Auszüge aus Zeigedaten

+ + +

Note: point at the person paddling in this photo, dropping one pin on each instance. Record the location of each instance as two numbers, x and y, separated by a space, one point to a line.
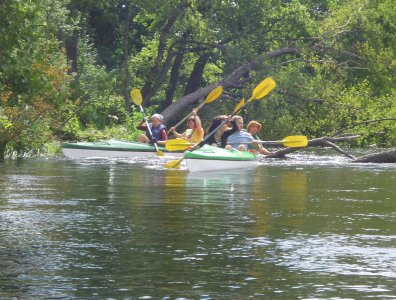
194 133
253 128
237 137
157 128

+ + +

(Aufgabenstellung): Ersetzen Sie in sämtlichen Datensätzen „person paddling“ durch „canoeist“, und geben Sie die Zeilen ansonsten unverändert wieder. Die Bilder lassen Sie in Ihrer Antwort weg.

(Musterlösung):
Note: point at the canoeist in this photo, dropping one pin on each instance. Record the location of each instance as two numbers, x and y, separated by a space, one point to a line.
194 133
253 128
237 137
157 128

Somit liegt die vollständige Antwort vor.